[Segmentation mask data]
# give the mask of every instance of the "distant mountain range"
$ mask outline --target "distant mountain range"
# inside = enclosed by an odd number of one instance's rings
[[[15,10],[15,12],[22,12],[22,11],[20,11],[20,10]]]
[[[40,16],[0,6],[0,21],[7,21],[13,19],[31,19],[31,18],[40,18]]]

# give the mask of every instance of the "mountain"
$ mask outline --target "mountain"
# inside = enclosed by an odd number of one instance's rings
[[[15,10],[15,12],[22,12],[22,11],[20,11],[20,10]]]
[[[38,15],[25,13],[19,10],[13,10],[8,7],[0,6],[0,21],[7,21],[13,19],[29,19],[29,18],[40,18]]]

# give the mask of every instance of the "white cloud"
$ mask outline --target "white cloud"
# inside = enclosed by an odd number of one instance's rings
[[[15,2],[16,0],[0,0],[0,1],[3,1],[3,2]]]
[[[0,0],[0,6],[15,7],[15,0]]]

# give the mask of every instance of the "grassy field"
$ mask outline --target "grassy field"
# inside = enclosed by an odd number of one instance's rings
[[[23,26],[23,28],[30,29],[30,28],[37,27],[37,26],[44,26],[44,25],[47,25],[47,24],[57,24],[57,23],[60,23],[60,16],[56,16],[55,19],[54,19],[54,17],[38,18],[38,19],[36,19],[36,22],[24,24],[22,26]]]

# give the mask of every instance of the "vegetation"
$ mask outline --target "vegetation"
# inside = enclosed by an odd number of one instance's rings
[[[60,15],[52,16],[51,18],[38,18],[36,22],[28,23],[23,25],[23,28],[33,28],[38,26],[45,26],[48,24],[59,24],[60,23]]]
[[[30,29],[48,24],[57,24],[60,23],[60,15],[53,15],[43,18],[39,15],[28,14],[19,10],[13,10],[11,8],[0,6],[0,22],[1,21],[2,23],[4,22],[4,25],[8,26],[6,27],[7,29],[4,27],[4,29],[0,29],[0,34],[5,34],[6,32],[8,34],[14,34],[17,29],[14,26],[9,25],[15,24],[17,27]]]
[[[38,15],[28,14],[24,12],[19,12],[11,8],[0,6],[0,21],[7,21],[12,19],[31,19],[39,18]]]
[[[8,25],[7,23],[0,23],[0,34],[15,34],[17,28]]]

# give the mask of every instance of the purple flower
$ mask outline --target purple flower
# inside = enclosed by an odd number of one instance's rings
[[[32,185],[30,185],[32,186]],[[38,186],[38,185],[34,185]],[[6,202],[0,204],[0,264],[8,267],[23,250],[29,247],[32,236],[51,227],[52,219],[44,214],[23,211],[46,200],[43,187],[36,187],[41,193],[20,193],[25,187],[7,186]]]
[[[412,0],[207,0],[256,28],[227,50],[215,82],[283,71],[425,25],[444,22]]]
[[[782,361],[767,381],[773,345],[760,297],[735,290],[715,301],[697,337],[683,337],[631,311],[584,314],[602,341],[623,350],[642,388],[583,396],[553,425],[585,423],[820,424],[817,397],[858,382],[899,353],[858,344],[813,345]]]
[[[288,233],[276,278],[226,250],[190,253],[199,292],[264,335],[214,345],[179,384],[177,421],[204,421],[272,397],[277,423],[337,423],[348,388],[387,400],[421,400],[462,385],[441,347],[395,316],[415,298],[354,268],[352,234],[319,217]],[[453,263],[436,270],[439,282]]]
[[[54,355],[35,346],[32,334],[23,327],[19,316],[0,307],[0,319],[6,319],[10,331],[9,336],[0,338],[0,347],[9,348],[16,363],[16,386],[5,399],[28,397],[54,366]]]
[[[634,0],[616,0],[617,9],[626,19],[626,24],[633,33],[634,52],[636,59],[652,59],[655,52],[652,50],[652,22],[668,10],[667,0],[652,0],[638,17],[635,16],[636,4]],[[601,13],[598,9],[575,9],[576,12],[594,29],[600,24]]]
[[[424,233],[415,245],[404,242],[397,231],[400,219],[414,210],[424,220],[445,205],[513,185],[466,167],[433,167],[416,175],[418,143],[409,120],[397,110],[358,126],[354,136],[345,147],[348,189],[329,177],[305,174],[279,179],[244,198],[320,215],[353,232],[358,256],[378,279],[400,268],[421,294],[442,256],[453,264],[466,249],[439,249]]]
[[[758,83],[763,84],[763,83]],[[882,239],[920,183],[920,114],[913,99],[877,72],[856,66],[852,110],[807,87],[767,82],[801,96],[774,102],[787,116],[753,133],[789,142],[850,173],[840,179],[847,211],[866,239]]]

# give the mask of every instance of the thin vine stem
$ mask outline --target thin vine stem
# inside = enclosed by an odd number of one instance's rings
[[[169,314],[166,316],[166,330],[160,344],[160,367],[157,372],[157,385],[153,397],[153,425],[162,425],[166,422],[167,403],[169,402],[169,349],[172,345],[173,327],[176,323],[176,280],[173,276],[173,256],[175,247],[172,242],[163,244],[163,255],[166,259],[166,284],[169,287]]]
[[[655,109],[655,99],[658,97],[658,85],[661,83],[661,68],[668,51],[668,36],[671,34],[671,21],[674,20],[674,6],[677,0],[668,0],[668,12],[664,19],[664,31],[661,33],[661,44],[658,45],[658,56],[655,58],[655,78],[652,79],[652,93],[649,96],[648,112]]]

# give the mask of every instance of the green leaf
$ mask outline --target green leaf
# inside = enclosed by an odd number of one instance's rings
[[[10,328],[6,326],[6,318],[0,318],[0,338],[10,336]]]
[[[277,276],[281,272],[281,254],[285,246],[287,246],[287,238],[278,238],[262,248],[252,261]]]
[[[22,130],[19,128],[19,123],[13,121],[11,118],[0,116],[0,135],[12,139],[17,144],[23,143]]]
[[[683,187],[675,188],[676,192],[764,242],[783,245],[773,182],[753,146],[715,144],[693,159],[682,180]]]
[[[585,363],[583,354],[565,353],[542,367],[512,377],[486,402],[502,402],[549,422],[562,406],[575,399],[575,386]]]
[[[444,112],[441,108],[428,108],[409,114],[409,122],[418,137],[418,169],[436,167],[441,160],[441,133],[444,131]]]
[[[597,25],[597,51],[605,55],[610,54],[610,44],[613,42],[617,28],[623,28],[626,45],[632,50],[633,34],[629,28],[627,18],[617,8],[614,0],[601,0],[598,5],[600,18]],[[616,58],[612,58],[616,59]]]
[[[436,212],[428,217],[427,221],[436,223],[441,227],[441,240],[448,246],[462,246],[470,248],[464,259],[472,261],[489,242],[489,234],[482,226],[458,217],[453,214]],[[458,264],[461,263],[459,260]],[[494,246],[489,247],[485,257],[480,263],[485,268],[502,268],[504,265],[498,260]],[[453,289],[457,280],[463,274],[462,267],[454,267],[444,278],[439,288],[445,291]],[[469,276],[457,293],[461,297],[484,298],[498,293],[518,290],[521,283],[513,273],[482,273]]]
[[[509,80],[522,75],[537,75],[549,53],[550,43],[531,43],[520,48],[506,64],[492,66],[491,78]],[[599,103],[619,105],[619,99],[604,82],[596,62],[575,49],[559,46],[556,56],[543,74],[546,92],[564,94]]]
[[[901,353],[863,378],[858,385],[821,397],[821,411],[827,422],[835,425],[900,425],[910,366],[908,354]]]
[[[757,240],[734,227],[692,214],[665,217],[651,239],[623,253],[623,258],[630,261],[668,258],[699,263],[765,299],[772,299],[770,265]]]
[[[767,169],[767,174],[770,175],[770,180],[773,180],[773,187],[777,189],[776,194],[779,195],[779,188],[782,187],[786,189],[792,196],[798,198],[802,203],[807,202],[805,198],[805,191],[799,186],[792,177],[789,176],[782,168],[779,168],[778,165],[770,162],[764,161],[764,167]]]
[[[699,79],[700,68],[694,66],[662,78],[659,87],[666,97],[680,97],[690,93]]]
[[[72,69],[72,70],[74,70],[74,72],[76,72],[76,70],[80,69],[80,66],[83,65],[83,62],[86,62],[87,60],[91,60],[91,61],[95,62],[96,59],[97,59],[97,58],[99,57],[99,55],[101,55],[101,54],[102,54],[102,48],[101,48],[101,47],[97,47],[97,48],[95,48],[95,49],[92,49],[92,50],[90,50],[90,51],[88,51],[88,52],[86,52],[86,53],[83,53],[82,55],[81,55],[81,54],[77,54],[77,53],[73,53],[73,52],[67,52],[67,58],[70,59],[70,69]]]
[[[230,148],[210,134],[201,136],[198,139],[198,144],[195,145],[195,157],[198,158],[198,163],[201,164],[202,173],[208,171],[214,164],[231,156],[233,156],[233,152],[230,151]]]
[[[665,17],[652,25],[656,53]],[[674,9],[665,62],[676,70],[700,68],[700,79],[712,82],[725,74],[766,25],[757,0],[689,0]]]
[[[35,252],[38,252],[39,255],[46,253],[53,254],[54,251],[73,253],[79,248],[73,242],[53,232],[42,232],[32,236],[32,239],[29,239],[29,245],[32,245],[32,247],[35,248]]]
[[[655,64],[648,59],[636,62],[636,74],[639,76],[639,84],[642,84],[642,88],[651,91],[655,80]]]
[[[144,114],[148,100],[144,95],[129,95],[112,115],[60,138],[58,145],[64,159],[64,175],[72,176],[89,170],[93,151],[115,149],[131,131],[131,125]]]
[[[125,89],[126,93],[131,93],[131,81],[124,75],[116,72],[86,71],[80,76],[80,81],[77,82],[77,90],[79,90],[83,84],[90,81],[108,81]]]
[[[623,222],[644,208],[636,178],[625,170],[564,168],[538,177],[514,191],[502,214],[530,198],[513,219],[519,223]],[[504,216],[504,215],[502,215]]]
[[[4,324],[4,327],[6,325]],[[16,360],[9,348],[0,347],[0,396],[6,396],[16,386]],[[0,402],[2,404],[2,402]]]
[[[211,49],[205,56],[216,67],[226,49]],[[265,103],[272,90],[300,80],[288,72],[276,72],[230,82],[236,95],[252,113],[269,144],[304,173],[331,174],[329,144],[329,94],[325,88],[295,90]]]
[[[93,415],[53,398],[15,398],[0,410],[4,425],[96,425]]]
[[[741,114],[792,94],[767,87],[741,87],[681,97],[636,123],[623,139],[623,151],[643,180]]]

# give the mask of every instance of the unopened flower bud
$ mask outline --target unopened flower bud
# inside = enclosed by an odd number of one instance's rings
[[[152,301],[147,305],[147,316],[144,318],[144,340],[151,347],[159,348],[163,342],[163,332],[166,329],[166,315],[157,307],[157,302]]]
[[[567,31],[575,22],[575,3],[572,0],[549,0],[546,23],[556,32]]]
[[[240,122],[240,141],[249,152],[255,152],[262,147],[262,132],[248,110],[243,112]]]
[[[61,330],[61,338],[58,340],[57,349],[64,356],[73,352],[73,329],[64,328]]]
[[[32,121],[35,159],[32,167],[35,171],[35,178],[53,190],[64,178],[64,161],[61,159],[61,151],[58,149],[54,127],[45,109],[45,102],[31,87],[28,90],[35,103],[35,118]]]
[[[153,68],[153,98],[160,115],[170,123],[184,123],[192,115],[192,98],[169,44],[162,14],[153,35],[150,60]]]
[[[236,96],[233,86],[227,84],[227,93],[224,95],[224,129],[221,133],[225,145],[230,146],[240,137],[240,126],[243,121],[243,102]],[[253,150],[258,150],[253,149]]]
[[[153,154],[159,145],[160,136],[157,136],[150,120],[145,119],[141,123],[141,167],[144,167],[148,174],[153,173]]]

### THE PROBLEM
Within the entries above, work out the number of lines that include the string "distant" and give only that.

### ANSWER FOR THIS EXERCISE
2